→ Extract to read
++++++++++++++++++++

WATCH: Mind-Blowing Video Shows Huge Alligator Ambush Another Gator

by Shelby Scott
(Photo by David Cannon/Getty Images)

A Great Egret narrowly escaped with its life in an astonishing viral video after the alligator that was stalking it was violently ambushed by another, much larger alligator. Take a peek at the insane footage below.

The video begins with the Great Egret seemingly completely unaware of the reptilian predator preparing to snap at its tail feathers. The bird enjoys a stroll by the water as the smaller alligator creeps up behind him. However, before the alligator even has a chance to launch its attack, a larger, faster alligator creeps down the hillside. The monster gator then latches onto the smaller reptile’s lower extremities, threatening certain death.

The attack is brutal. The large gator keeps a tight hold on its opponent’s neck as it slithers into the murky water. All the while, the great white bird looks on in what we can only assume is grudging appreciation. After all, it was the larger reptile that kept him from becoming the smaller one’s lunch.

++++++++++++++++++++

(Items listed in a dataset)
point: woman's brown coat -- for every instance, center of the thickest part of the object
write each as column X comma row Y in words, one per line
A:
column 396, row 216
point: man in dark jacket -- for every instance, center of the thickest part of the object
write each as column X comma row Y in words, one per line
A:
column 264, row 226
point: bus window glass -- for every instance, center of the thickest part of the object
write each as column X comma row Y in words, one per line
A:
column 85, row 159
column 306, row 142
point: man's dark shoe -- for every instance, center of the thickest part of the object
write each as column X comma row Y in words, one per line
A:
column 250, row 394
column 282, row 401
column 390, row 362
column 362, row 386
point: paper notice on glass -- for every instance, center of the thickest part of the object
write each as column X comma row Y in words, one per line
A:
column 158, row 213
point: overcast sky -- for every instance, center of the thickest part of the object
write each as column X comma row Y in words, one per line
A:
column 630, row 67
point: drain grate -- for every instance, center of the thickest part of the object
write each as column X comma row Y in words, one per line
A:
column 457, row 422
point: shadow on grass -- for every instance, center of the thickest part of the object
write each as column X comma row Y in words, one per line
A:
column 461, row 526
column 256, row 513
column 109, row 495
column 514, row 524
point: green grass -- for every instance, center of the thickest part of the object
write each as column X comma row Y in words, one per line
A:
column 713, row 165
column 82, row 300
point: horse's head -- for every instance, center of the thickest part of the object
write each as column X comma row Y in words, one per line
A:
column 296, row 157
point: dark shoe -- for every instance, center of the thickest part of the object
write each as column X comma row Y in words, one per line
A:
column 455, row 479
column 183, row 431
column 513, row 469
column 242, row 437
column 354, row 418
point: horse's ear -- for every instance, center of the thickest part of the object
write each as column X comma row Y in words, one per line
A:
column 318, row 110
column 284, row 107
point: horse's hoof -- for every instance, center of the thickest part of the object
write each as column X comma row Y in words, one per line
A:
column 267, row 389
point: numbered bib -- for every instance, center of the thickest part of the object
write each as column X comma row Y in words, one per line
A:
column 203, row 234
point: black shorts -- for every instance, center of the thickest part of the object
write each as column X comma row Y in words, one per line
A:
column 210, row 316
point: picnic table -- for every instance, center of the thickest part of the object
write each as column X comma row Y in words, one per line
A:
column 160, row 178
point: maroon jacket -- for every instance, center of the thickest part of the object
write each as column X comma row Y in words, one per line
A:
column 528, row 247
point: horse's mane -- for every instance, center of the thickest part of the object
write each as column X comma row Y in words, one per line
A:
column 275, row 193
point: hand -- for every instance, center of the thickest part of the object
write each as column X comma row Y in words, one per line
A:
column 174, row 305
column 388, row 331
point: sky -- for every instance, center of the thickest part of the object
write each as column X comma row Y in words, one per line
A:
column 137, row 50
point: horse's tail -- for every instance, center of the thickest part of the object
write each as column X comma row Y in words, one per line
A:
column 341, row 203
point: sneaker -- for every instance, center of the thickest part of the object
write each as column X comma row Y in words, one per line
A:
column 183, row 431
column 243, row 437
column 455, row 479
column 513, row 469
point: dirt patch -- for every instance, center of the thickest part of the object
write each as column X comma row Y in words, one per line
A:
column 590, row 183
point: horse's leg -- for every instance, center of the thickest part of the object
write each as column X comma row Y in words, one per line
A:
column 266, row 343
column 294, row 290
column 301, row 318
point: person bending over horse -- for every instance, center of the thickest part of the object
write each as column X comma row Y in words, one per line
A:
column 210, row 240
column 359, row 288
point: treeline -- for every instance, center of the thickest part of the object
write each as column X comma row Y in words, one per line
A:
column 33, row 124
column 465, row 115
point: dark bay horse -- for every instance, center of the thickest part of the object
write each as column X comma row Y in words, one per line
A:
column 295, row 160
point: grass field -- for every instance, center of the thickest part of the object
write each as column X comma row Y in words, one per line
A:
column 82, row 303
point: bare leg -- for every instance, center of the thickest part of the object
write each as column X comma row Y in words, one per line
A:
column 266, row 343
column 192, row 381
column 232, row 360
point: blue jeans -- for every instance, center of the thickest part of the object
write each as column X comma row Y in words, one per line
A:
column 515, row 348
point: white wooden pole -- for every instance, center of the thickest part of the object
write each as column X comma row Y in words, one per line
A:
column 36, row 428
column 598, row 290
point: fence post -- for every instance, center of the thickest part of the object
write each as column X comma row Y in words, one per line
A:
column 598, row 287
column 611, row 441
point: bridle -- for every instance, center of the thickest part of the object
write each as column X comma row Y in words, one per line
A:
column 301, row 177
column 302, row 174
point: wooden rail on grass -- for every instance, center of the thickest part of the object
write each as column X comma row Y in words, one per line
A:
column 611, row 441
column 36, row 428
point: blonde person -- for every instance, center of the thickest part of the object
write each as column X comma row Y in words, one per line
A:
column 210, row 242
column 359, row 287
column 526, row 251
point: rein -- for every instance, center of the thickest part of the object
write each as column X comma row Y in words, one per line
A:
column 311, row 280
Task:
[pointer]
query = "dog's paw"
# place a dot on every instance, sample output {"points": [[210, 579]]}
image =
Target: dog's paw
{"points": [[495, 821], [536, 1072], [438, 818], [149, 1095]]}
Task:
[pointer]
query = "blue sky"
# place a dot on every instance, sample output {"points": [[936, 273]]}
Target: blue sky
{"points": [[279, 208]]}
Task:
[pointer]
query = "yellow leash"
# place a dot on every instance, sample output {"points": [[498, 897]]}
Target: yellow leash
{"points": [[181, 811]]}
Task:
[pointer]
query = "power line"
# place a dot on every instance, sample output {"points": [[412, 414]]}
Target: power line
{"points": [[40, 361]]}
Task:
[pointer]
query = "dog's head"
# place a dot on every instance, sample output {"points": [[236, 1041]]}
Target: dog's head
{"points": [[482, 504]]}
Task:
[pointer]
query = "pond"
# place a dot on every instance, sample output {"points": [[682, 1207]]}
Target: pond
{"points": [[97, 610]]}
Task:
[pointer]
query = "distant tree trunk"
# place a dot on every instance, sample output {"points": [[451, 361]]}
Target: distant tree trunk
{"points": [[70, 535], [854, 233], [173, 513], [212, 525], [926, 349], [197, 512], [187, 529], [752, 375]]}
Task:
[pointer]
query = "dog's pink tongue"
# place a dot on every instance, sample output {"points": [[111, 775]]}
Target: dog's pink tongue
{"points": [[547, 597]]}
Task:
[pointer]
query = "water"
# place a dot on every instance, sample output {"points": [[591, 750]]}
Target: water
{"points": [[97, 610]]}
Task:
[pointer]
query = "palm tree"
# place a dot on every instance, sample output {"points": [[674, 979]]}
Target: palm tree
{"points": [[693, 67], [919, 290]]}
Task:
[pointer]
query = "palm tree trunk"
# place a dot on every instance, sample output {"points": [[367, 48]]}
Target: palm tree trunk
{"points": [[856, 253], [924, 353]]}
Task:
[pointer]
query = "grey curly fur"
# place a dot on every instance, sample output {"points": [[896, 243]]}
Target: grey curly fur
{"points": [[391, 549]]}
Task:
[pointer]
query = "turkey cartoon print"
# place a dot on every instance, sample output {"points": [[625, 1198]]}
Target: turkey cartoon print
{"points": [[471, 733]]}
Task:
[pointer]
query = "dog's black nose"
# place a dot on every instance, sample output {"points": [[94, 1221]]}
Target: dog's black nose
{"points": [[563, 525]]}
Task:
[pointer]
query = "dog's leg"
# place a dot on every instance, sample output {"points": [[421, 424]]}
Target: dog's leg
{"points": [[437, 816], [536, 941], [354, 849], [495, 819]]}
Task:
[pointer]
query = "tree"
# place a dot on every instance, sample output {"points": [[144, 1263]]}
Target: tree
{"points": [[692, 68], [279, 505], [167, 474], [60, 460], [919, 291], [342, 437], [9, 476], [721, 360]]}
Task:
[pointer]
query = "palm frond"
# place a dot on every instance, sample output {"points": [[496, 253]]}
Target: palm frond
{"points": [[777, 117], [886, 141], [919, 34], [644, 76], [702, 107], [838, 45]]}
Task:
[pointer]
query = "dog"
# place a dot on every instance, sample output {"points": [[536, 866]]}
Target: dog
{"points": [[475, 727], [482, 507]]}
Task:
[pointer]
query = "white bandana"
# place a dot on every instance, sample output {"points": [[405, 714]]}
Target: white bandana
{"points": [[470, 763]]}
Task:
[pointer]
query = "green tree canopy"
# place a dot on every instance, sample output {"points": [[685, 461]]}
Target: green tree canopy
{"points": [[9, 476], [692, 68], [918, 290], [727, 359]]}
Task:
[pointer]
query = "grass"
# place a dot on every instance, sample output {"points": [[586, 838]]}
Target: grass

++++++++++++++++++++

In the alligator article, what kind of bird was the smaller alligator stalking?

A Great Egret.